- Description of the task -
Down to the final character, output the records below as they stand.

(Referring expression pointing data)
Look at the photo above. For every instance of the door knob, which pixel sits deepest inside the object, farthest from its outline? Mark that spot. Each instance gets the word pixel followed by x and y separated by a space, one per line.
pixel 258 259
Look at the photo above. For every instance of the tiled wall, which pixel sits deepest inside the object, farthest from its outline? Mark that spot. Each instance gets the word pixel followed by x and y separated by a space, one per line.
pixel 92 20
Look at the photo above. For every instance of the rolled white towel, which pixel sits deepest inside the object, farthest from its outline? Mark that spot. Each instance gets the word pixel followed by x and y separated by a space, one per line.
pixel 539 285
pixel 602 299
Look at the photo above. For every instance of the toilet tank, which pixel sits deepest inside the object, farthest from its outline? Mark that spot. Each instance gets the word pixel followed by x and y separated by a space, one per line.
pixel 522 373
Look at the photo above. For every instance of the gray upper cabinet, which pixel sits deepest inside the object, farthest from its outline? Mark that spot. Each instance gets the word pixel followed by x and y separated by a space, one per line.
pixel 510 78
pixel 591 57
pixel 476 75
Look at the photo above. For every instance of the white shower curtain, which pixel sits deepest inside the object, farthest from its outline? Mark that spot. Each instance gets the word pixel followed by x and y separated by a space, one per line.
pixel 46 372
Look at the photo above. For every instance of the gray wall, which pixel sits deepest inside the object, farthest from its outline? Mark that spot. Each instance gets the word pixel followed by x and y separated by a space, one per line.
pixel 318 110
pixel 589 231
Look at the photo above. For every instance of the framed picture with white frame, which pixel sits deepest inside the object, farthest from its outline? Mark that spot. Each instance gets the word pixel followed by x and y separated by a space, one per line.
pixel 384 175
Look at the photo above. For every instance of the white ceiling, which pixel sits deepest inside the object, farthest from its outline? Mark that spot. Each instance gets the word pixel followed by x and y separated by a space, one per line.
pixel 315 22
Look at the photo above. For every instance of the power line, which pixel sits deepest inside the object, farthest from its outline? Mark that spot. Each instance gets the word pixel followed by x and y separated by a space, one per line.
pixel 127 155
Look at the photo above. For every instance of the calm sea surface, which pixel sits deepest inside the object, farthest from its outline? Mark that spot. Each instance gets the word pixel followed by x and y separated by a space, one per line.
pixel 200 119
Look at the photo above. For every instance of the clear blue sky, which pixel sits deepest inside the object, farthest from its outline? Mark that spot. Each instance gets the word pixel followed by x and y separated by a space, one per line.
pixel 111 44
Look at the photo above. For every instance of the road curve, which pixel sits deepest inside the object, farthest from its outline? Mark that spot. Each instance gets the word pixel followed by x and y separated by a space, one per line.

- Task result -
Look at the photo above. For every instance of the door knob, which pixel sits deepest inside the object, farthest from its outline? Mark that spot. Each instance gets the word pixel followed by x and y separated by a space, one per line.
pixel 258 259
Look at the photo above. For every instance of the tiled wall, which pixel sits deepest inside the object, farthest from its outline? Mark that spot. Each instance gets the word pixel followed by x and y separated by a space, one per line.
pixel 92 20
Look at the photo above. For every instance of the rolled white towel, which pixel sits deepest inside the object, farthest from its outline? Mark that spot. Each instance gets the word pixel followed by x and y separated by a space, one per line.
pixel 539 285
pixel 602 299
Look at the photo above. For every instance of the toilet tank, which pixel sits deepest inside the object, farthest from its outline? Mark that spot. Each instance gets the word pixel followed by x and y separated by a space, one per line.
pixel 522 373
Look at the photo above. For every instance of the gray upper cabinet, which pixel sits deepest inside the object, farthest from its outline? Mark that spot. Each instance gets the word pixel followed by x and y separated by a space, one per line.
pixel 510 78
pixel 591 57
pixel 476 75
Look at the photo above. For every instance of the white shower curtain, which pixel sits deepest inside the object, farthest from its outline? Mark that spot. Each instance gets the word pixel followed by x and y separated by a space, one per line.
pixel 46 372
Look at the photo above. For every instance of the gray wall, which pixel sits deepest inside the object, farthest from its outline? Mark that spot. Each instance gets the word pixel followed by x and y separated by a space, one per line.
pixel 318 110
pixel 589 231
Look at the photo above. For every instance of the framed picture with white frame, which pixel sits deepest inside the object, farthest from its outline? Mark that spot. Each instance gets the word pixel followed by x and y separated by a space, one per line.
pixel 384 175
Look at the photo above. For every instance of the white ceiling, which pixel sits deepest inside the object, farthest from its outline? Mark that spot. Each instance gets the word pixel followed by x and y separated by a space, one per line.
pixel 315 22
Look at the photo above. For every instance of the power line, which pixel sits deepest inside the object, farthest from its outline? Mark that spot. Each instance gets the word pixel followed by x and y separated by a space, one per line.
pixel 127 155
Look at the photo above. For every instance of the calm sea surface, which pixel sits deepest inside the object, farthest from its outline? Mark that spot. Each instance gets the word pixel followed by x and y separated by a space, one per line.
pixel 200 119
Look at the photo above. For every instance of the clear blue sky, which pixel sits deepest inside the object, farthest from its outline? Mark that spot. Each instance gets the word pixel followed by x and y separated by a space, one per line.
pixel 111 44
Look at the photo above. For every instance of the road curve, which pixel sits deepest inside the object, farthest from its outline? Mark that spot. Each instance gets the word pixel followed by x and y separated by a space, one per line.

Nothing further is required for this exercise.